# TASK
Count the rows below that contain the string "mouth", treating case as significant. Reply with the number only.

# DATA EXTRACT
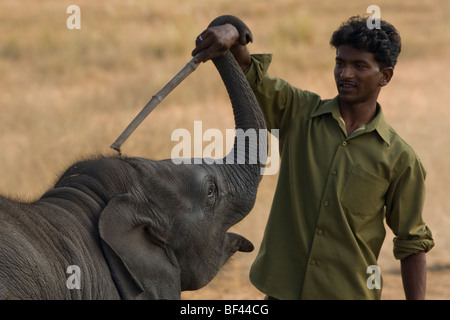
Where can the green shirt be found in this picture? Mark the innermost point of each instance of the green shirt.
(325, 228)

--

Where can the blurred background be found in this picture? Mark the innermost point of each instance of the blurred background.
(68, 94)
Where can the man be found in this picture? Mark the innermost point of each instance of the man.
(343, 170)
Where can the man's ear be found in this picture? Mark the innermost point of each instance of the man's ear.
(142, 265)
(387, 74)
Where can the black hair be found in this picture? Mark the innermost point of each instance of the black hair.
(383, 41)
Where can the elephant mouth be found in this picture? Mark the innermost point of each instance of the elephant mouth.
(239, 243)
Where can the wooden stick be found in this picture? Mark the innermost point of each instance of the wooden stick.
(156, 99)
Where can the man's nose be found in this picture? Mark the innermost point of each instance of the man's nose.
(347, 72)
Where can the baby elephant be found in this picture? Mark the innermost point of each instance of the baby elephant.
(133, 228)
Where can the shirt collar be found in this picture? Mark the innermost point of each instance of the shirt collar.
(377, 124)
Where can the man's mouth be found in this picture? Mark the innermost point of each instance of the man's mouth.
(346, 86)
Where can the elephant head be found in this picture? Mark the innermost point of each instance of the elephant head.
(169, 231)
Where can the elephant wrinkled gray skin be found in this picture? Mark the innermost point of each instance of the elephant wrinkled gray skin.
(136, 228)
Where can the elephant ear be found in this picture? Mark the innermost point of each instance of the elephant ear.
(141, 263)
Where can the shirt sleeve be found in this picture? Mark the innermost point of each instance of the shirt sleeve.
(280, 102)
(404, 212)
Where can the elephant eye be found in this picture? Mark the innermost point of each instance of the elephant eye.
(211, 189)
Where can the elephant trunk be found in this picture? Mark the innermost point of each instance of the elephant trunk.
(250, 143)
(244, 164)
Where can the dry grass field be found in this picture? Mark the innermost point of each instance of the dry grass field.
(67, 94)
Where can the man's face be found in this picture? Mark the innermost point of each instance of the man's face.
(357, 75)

# EXERCISE RESPONSE
2